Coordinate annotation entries

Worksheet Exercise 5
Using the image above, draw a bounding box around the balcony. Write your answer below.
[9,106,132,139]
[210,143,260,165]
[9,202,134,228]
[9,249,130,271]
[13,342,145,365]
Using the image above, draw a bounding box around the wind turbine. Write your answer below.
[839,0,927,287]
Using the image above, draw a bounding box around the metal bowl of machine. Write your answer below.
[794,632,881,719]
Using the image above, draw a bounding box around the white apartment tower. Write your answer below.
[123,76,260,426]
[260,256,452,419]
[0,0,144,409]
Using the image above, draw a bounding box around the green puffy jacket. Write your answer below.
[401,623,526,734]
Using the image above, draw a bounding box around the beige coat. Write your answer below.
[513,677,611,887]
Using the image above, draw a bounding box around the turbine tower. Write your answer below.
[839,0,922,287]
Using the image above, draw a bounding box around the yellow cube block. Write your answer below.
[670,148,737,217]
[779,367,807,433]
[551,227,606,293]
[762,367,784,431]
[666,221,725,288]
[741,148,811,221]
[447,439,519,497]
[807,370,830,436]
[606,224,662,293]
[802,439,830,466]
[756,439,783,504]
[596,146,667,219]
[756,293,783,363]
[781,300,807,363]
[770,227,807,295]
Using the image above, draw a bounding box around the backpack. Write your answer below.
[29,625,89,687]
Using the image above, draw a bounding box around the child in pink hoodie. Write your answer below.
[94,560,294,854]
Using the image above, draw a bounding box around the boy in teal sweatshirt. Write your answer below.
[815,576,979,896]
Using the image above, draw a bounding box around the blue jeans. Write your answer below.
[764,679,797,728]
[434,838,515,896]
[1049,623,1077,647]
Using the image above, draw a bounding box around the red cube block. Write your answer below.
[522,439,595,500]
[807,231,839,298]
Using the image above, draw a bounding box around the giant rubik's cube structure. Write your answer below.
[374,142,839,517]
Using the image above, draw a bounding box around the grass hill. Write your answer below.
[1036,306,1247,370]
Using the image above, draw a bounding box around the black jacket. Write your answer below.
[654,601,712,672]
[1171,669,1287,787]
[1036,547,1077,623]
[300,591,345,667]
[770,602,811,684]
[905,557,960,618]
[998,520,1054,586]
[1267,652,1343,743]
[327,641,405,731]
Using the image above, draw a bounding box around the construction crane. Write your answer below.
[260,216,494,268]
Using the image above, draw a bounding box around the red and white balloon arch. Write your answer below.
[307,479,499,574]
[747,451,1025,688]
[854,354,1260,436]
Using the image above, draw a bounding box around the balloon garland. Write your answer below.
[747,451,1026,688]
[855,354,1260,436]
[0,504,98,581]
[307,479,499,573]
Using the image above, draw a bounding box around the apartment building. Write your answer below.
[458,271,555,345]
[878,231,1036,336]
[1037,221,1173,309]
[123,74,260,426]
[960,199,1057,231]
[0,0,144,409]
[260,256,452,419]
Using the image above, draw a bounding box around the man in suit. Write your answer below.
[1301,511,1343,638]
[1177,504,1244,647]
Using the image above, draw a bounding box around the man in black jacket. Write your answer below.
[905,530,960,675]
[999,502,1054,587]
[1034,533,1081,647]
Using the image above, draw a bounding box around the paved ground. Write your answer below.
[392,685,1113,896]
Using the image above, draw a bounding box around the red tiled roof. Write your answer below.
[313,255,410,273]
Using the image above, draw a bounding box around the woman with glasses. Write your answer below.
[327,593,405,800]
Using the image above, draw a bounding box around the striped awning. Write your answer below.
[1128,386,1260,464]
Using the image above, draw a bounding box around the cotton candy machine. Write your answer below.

**What is asked:**
Return every line of the rows above that contains the string "tower", treating uppercase and lowercase as different.

**Correct answer:**
Using the image above, draw a bounding box around the white apartment tower. Write your answer below.
Using the image above, draw a bounding box around the turbine tower. Write your answer below.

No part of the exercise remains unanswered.